- [Listed records]

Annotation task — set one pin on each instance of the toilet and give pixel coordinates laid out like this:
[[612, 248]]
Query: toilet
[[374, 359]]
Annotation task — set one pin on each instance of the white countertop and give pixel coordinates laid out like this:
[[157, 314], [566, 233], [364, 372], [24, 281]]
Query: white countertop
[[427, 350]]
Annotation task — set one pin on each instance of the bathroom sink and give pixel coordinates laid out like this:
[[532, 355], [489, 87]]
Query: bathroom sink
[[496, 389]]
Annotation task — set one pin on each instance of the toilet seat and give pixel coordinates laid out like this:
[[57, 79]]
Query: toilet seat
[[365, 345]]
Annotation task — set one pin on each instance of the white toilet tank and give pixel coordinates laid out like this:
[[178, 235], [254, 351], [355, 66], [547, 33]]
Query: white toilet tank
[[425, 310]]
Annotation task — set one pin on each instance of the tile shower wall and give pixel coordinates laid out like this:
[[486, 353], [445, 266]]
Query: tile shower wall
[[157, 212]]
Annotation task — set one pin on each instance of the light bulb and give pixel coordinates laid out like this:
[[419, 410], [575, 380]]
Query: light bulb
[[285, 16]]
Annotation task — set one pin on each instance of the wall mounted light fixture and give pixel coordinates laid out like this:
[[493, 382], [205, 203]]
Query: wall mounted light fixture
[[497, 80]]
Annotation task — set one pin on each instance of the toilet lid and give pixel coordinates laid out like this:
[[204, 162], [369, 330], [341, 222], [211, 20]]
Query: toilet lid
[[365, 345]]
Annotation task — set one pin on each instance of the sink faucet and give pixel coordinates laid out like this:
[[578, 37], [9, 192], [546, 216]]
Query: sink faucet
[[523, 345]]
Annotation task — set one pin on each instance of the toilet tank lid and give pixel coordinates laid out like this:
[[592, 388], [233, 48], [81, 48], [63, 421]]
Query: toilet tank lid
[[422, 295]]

- [Aim]
Quote the data above in full, changing nothing.

- [Response to this exercise]
Annotation task — set one pin on each instance of the toilet and give pixel coordinates laid out like this:
[[612, 248]]
Query: toilet
[[374, 359]]
Annotation task — set one pin on each instance of the white countertop and give pixel coordinates laid out like this:
[[157, 314], [566, 233], [364, 372], [24, 281]]
Query: white countertop
[[427, 350]]
Annotation task — set one pin on each instance of the bathroom sink and give pixel coordinates laid out like this:
[[532, 355], [489, 87]]
Query: bathroom sink
[[496, 389]]
Annotation task — set one pin on each instance of the toilet seat and give pixel coordinates laid out like this:
[[57, 79]]
Query: toilet seat
[[365, 345]]
Annotation task — set one pin on each instance of the white toilet tank and give pixel coordinates laid out like this:
[[178, 235], [254, 351], [355, 66], [547, 33]]
Query: white toilet tank
[[425, 310]]
Annotation task — set one pin on each instance of the tile shower wall and give pixel coordinates laid out like this:
[[486, 353], [445, 266]]
Query: tile shower wall
[[157, 212]]
Annotation task — set one pin on each instance of the light bulb and give pixel coordinates laid out like this:
[[419, 410], [575, 380]]
Query: light bulb
[[285, 16]]
Annotation task — set one pin on each instance of the wall mounted light fixture and give pixel coordinates laid out like this:
[[493, 382], [205, 203]]
Query: wall mounted light fixture
[[497, 80]]
Annotation task — set one pin on each instance of the toilet lid and give pixel coordinates laid out like this:
[[204, 162], [369, 330], [341, 222], [211, 20]]
Query: toilet lid
[[365, 345]]
Annotation task — set one pin on each instance of the sink faucet and give pixel coordinates laid out like this:
[[578, 37], [9, 192], [546, 216]]
Query: sink faucet
[[523, 345]]
Annotation task — set one pin on each instance of the toilet tank lid and give pixel coordinates laid out like this:
[[592, 388], [233, 48], [81, 48], [63, 421]]
Query: toilet tank lid
[[422, 295]]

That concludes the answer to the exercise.